EXERCISE DESCRIPTION :: Let the output be exactly the lines from the one containing "Query: light wood-style flooring" through the end of the records below, both included.

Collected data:
>>>
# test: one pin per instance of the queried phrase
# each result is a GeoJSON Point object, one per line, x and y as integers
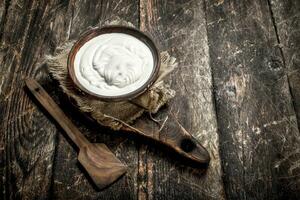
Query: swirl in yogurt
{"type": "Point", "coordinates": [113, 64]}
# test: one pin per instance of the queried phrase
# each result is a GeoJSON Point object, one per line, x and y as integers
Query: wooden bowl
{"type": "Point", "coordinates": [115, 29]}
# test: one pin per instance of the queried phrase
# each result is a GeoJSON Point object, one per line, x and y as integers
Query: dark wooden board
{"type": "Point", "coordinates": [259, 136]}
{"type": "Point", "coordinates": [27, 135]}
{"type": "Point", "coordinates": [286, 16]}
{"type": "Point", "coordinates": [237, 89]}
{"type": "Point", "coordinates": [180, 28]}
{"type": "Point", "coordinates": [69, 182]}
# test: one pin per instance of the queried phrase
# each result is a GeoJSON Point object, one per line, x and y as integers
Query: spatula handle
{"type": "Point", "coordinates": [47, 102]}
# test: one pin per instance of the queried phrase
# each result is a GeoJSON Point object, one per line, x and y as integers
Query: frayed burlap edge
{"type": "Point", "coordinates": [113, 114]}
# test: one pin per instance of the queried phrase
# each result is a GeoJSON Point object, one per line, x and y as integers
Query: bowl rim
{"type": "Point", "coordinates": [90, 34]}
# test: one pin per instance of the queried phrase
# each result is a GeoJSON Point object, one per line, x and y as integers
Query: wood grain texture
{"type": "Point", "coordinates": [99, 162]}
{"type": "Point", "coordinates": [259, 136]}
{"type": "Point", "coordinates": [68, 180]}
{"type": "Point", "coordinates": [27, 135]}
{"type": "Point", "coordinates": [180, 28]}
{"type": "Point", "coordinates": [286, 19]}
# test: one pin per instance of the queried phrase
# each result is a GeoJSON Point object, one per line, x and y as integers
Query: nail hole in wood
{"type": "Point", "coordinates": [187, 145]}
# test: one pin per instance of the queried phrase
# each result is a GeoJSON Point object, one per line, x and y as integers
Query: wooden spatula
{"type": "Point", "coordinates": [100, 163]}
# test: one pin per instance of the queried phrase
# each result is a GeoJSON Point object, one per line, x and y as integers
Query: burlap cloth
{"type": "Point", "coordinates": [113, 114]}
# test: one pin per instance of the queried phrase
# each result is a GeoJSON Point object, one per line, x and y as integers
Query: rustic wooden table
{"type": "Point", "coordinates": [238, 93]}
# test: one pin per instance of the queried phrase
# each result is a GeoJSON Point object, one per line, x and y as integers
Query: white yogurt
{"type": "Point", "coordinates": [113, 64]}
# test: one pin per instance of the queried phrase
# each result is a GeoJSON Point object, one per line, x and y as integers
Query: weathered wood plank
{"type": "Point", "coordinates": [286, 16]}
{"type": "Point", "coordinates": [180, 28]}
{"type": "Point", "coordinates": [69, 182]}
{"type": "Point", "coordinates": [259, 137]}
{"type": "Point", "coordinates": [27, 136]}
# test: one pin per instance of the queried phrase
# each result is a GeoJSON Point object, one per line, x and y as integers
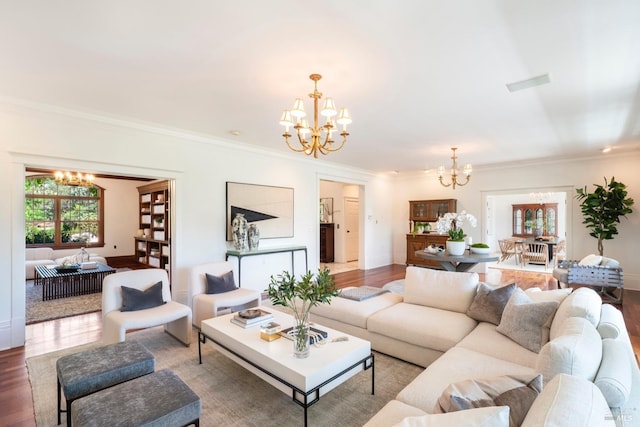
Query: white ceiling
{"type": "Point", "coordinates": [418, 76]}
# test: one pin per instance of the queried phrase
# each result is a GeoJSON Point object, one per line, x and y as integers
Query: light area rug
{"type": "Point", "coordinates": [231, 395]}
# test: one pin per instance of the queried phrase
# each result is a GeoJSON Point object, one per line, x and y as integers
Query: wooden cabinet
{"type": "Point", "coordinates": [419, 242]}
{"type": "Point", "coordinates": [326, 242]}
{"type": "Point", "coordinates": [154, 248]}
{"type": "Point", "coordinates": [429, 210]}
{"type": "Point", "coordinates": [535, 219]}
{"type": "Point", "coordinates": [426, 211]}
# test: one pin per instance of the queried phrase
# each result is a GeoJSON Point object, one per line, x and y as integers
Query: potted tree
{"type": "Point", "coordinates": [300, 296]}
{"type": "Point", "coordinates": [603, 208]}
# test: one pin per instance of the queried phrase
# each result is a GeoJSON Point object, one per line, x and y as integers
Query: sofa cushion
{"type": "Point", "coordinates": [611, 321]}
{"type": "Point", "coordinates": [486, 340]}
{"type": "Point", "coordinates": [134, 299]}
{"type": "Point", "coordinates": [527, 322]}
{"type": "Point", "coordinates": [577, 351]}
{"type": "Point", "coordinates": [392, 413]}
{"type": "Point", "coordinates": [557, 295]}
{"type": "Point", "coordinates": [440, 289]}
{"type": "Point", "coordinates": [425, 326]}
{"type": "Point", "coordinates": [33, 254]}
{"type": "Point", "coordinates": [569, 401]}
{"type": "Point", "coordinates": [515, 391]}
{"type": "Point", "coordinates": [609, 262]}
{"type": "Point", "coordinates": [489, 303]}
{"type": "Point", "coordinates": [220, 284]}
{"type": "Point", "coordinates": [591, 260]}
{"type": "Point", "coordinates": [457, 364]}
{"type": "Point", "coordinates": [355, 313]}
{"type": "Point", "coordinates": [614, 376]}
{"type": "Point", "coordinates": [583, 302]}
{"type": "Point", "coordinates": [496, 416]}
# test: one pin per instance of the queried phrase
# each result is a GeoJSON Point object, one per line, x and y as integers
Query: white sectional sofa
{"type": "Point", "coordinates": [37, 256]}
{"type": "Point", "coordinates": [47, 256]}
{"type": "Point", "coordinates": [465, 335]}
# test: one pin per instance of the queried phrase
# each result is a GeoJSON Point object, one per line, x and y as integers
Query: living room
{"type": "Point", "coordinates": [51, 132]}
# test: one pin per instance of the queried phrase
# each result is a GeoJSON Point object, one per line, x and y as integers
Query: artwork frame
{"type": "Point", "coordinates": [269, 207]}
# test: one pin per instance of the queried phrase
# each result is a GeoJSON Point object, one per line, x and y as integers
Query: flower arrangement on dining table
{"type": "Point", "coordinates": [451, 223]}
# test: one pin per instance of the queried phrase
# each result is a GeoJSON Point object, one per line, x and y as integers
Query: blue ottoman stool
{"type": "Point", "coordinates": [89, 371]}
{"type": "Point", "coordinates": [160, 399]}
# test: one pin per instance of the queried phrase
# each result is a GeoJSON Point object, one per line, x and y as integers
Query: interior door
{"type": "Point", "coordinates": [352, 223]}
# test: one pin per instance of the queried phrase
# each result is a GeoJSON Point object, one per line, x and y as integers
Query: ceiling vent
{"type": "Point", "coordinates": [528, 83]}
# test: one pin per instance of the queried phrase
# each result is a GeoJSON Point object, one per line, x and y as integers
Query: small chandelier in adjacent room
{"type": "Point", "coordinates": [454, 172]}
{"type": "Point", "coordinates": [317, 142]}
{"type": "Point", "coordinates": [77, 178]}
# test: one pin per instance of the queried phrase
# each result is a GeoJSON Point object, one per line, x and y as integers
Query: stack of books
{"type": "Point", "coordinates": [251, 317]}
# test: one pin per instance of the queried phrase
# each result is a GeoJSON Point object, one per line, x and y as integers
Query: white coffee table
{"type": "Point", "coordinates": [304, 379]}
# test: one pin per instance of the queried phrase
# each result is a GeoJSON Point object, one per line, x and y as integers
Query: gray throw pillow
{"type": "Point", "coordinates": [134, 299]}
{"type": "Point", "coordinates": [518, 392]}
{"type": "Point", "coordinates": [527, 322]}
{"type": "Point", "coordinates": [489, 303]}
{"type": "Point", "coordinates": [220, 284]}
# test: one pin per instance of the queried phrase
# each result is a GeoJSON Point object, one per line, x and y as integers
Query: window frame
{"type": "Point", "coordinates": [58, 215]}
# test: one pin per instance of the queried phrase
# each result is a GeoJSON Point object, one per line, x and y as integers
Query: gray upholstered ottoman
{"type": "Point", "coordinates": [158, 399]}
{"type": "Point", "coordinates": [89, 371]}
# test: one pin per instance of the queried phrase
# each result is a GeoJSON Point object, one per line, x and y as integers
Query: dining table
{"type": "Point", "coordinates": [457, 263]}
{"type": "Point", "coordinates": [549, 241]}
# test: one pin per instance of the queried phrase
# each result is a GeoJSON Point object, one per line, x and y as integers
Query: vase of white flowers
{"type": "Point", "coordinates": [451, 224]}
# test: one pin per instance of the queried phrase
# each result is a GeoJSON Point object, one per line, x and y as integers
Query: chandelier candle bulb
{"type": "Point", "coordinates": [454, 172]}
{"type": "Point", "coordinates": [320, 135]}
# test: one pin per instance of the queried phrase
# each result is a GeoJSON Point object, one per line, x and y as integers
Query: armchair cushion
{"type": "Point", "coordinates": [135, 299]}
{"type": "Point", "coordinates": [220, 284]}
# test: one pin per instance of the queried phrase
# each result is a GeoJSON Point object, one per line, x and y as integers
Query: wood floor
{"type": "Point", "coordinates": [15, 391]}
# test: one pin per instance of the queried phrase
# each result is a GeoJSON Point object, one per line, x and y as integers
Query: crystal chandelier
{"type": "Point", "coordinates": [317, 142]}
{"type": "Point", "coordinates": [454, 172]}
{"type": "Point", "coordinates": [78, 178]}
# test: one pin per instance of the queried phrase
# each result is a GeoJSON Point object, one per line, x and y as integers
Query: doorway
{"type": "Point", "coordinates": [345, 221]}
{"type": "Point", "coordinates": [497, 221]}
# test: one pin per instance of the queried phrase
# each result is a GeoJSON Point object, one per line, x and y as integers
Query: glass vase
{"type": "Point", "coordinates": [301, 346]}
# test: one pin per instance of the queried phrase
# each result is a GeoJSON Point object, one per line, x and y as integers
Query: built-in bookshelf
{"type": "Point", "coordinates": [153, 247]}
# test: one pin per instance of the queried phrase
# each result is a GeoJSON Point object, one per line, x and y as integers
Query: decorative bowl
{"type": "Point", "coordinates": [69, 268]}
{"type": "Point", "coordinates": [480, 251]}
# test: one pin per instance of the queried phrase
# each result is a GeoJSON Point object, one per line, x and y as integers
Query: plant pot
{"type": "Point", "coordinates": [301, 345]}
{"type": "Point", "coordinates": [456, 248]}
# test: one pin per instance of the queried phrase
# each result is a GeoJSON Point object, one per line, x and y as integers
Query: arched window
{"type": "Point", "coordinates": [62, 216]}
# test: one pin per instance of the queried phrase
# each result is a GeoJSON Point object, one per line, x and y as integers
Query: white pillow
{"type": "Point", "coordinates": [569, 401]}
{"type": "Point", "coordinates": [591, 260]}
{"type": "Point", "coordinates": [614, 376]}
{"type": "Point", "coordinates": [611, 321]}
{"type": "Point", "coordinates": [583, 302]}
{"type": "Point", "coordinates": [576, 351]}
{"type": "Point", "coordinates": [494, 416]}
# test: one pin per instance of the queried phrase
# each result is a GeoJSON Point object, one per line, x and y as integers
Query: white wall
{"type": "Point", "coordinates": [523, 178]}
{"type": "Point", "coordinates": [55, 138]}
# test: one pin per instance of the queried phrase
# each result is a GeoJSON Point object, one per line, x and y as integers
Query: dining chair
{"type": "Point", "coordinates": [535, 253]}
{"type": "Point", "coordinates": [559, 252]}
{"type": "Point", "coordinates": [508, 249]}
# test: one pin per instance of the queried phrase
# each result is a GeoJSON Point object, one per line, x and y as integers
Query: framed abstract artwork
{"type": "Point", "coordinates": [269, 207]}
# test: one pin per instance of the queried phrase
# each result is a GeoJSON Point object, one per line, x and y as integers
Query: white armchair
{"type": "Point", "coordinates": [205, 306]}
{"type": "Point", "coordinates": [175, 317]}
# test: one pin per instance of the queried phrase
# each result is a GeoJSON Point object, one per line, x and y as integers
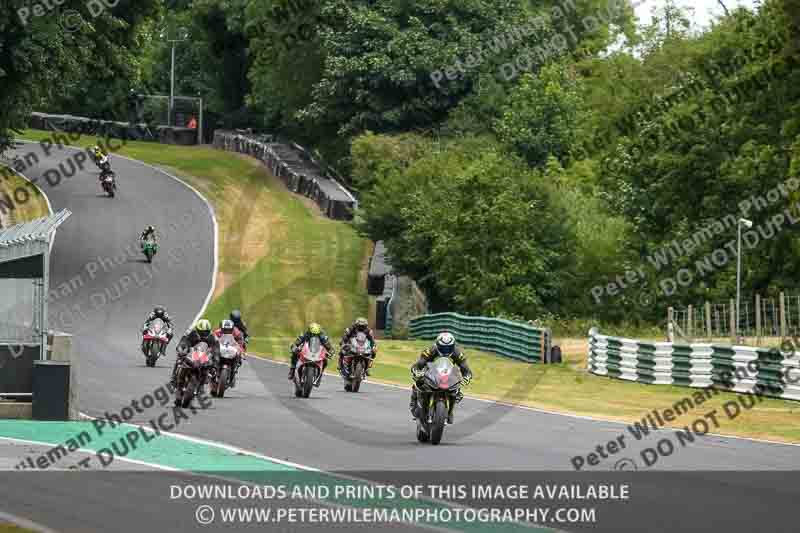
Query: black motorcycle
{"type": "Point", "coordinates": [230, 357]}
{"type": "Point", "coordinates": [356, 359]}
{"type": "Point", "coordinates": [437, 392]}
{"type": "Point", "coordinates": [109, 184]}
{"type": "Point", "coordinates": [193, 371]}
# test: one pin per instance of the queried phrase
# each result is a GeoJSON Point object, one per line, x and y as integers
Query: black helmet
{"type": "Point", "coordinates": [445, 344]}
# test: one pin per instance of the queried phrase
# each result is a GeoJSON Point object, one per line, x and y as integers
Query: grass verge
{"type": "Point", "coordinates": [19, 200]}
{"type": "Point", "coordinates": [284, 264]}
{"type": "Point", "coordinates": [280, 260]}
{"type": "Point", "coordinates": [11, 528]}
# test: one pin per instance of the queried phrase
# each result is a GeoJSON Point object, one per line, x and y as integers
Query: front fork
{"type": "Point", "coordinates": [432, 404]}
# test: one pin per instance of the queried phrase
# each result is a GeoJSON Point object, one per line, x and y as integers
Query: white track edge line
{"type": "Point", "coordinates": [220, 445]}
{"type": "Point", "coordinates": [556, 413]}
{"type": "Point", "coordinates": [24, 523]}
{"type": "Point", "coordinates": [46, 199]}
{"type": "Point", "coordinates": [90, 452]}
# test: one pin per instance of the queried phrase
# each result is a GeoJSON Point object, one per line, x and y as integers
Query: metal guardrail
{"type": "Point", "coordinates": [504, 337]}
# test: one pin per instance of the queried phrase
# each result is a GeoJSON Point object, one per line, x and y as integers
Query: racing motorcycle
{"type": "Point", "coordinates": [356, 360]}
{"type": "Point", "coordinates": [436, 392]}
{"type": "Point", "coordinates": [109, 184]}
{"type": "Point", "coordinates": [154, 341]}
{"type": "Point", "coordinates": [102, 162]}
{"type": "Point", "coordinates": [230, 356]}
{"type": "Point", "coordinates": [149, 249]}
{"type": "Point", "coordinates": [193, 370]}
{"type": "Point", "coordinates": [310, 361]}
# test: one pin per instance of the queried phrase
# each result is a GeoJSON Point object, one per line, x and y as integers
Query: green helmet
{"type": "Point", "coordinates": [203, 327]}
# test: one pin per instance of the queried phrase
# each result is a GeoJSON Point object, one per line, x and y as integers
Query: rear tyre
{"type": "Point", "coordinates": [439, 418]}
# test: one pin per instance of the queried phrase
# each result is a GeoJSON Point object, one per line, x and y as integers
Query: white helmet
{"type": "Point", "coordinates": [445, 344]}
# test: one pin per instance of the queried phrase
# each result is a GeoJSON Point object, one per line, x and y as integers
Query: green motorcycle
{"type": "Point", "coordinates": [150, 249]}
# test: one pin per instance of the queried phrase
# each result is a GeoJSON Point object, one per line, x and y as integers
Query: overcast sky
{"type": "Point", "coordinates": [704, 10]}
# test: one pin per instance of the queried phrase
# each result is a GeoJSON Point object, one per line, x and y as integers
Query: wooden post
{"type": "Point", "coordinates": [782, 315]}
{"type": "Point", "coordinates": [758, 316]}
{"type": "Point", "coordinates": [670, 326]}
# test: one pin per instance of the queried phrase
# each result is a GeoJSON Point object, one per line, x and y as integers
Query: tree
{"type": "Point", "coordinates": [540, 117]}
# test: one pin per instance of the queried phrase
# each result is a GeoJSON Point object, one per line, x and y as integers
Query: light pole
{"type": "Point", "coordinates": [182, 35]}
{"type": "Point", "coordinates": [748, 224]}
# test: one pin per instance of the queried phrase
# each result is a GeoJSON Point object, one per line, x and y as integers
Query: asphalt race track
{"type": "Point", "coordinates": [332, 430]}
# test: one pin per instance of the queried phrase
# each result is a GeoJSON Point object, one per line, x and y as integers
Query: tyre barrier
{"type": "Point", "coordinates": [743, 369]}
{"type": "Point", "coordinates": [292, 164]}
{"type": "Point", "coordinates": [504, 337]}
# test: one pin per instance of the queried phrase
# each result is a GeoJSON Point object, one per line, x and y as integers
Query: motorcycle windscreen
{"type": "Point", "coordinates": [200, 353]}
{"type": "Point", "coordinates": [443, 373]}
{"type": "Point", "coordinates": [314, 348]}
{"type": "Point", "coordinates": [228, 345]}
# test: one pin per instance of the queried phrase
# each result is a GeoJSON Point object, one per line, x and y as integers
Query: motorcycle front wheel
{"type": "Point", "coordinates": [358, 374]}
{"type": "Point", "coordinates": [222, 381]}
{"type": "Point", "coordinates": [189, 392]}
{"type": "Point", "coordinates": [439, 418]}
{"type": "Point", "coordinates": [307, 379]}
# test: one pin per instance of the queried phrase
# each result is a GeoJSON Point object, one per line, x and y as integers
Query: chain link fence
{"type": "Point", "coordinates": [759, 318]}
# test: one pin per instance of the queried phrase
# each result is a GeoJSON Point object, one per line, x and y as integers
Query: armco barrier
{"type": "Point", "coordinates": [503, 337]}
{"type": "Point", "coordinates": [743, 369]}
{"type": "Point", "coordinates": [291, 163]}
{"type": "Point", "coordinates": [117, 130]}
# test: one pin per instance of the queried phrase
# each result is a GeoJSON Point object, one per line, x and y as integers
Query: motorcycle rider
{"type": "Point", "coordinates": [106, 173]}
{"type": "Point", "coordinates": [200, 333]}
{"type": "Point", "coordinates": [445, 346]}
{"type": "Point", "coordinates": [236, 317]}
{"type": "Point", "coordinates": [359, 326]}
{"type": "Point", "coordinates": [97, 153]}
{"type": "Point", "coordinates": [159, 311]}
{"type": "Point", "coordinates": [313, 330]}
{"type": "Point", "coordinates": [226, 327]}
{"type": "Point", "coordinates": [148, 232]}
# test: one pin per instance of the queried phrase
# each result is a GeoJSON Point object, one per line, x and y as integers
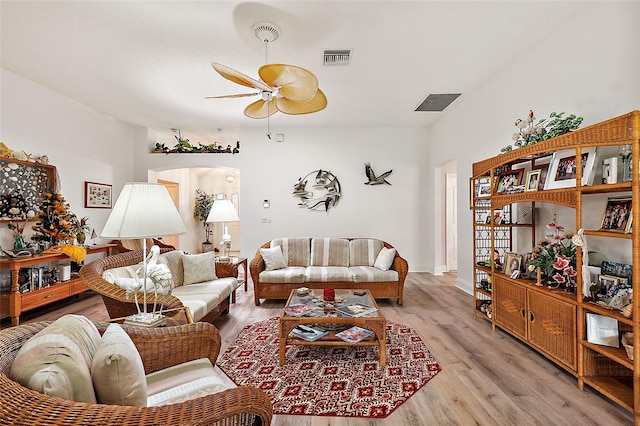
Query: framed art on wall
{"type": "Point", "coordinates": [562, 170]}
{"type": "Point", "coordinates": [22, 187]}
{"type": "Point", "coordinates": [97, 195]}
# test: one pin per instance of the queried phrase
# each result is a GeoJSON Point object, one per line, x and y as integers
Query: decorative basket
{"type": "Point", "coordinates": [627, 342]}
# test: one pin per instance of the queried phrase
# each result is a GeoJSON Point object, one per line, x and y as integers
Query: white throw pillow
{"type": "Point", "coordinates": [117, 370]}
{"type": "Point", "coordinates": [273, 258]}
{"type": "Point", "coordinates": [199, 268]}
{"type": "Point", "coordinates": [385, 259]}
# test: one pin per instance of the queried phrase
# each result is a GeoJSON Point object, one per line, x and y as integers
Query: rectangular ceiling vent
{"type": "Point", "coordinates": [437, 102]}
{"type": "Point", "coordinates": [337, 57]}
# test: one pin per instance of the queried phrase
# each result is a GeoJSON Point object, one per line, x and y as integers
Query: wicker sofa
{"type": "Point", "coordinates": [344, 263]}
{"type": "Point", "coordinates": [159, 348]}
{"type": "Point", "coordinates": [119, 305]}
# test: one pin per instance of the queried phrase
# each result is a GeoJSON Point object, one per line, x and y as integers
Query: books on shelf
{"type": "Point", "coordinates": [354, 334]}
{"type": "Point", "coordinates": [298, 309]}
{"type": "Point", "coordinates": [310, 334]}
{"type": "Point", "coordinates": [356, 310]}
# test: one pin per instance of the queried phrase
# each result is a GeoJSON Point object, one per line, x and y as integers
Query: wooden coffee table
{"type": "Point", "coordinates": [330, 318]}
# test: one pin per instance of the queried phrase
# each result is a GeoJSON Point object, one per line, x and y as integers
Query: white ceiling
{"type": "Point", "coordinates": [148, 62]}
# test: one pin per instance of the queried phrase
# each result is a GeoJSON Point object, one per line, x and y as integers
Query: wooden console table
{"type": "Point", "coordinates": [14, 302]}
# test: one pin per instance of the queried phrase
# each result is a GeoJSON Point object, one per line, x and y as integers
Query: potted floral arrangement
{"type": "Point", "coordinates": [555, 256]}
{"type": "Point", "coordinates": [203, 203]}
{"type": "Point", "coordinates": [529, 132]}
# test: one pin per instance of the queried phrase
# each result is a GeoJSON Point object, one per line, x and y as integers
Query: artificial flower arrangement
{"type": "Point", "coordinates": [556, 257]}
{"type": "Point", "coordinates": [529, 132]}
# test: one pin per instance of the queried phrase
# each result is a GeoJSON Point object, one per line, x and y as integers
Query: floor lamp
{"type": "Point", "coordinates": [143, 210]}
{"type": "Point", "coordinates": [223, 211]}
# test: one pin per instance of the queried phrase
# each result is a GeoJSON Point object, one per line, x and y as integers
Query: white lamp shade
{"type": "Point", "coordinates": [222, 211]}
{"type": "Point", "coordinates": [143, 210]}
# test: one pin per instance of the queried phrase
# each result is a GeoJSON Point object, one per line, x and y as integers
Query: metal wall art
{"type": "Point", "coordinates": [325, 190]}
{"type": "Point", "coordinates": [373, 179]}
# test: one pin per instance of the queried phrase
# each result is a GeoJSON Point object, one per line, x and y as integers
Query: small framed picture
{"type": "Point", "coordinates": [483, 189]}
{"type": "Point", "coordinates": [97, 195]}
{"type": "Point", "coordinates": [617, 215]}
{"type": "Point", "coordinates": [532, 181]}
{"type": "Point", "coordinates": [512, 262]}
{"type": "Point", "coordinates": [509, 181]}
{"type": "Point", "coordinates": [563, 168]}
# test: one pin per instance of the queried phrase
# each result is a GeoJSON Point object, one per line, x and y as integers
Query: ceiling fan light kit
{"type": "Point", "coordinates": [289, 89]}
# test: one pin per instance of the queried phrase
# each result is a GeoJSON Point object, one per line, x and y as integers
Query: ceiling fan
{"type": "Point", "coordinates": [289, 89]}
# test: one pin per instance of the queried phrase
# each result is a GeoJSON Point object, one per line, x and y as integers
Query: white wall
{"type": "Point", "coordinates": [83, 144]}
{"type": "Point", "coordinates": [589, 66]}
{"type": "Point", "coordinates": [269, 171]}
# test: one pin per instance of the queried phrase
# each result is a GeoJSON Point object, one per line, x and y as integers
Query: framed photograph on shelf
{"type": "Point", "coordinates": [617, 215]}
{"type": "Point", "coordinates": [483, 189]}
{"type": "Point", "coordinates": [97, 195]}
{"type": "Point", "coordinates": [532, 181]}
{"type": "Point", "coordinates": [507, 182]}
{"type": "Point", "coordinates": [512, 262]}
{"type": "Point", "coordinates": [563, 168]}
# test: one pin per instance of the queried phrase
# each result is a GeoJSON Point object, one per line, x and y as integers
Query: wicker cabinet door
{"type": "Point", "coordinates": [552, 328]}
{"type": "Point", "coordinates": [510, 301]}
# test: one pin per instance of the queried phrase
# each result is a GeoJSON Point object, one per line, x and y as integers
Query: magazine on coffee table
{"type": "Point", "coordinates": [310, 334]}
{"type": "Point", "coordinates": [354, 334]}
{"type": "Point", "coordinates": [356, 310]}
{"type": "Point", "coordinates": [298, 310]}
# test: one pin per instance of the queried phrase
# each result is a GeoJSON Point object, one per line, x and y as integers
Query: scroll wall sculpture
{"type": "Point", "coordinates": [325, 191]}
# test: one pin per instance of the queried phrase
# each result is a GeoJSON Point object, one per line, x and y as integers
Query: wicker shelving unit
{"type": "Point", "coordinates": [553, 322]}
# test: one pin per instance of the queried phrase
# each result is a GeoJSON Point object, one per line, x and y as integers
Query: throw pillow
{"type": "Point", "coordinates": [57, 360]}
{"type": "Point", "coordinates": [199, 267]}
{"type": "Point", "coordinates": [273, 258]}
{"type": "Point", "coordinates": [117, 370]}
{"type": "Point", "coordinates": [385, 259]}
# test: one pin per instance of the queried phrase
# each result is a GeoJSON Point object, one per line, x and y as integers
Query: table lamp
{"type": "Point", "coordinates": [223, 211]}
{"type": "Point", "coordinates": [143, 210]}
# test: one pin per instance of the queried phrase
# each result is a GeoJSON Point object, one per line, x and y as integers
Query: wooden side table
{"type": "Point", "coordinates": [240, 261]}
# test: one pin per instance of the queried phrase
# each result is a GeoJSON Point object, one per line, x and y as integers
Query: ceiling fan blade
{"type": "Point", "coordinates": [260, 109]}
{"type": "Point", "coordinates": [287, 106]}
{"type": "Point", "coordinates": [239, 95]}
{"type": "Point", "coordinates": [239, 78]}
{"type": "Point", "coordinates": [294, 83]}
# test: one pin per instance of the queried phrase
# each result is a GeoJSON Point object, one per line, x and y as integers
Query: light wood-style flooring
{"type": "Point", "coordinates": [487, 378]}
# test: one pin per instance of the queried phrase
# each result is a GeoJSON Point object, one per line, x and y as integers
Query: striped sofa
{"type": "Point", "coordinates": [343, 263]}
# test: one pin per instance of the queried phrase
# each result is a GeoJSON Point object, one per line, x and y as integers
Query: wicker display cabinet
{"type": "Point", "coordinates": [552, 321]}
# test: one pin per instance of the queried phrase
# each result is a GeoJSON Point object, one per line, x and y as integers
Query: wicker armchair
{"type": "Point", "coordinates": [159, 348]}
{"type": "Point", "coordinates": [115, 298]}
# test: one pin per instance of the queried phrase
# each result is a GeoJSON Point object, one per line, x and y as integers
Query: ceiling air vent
<<<
EXERCISE ANSWER ::
Query: light wood-style flooring
{"type": "Point", "coordinates": [487, 378]}
# test: one pin per instance of the queried phrase
# each result is a GeoJSON Point object, one per line, x and y as integers
Query: striped sofa
{"type": "Point", "coordinates": [343, 263]}
# test: one pin per instance of the queried phrase
# each result is a GeoJSON Point object, one per line, x and y as integers
Query: wicker display cabinet
{"type": "Point", "coordinates": [552, 321]}
# test: one pin per instance of the queried phrase
# each result is a GeoJSON Point object, one per line, x and y as integers
Query: wicker armchair
{"type": "Point", "coordinates": [159, 348]}
{"type": "Point", "coordinates": [115, 298]}
# test: one pin per instance of the queried phrase
# each result is a GeoJSON Point object, one per line, x and y as integers
Query: ceiling air vent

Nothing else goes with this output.